Requirement |
Print all entries word for word.

>> Begin Material supplied

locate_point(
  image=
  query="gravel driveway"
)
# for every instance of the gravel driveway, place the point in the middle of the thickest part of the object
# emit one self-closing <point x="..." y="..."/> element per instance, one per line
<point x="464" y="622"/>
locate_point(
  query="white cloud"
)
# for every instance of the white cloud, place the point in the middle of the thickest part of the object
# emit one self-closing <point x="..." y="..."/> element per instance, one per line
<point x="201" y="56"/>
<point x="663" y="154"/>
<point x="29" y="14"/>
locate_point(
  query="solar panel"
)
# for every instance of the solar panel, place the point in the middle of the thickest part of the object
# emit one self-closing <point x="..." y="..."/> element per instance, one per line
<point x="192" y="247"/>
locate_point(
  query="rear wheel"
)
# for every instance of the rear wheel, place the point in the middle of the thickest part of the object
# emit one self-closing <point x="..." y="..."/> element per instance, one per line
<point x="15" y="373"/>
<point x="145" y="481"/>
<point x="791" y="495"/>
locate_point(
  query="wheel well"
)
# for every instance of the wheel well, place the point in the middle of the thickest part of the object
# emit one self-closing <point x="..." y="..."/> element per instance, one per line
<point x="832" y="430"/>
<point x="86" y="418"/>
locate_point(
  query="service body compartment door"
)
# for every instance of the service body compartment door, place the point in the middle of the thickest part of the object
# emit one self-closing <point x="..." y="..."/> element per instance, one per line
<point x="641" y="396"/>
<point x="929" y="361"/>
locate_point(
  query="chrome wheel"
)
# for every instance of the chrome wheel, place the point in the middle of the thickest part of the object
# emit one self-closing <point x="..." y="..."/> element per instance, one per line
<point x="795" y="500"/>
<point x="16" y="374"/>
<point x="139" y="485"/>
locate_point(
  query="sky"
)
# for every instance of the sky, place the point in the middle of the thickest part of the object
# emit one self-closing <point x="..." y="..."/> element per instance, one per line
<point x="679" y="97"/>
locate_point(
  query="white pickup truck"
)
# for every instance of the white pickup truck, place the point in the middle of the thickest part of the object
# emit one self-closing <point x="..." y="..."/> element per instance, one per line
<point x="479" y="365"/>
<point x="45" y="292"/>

>> End Material supplied

Task result |
locate_point(
  image=
  query="gravel driveway"
)
# for every instance of the gravel driveway, place the point in the middle of the thickest part of the object
# emit one self-closing <point x="..." y="..."/> element per instance, one per line
<point x="464" y="622"/>
locate_point(
  query="white cloud"
)
# for every instance of the white cloud, place the point in the middle of the thickest part of the object
# emit one self-closing <point x="..." y="..."/> element per instance, one per line
<point x="201" y="56"/>
<point x="663" y="154"/>
<point x="29" y="14"/>
locate_point(
  query="solar panel"
)
# for every instance of the solar panel, place the point in the middle of the thickest part of the object
# emit one self-closing <point x="..." y="..."/> element per instance, one per line
<point x="192" y="247"/>
locate_point(
  query="rear wheel"
)
# for every instance of the rear wheel, place the point in the middle of the thickest part of the object
# emit one self-closing <point x="..." y="..."/> element per instance, one per line
<point x="15" y="373"/>
<point x="145" y="481"/>
<point x="791" y="495"/>
locate_point(
  query="wheel well"
)
# for every instance of the wheel well, place the point in the middle of the thickest part of the object
# emit one self-closing <point x="..." y="..."/> element per instance, one per line
<point x="832" y="430"/>
<point x="86" y="418"/>
locate_point(
  query="service body compartment door"
)
# for every instance of the service body compartment door, place the point in the middle of the thickest part of the object
# emit one self-closing <point x="..." y="..."/> element per instance, one per line
<point x="641" y="396"/>
<point x="929" y="361"/>
locate_point(
  query="chrome wheel"
)
# for every instance of the chrome wheel, place the point in the middle of the thickest part of the object
# emit one self-closing <point x="..." y="..."/> element per instance, one per line
<point x="795" y="500"/>
<point x="16" y="374"/>
<point x="139" y="485"/>
locate_point(
  query="sky"
)
# for every instance of the sky, place the point in the middle of the thickest part of the object
# emit one self-closing <point x="..." y="..."/> element per instance, one per line
<point x="679" y="97"/>
locate_point(
  query="white pickup truck"
)
# for every instance of the white pickup truck, place the point in the middle of the thickest part of the object
# emit one self-closing <point x="..." y="..."/> element per instance, one per line
<point x="479" y="365"/>
<point x="45" y="292"/>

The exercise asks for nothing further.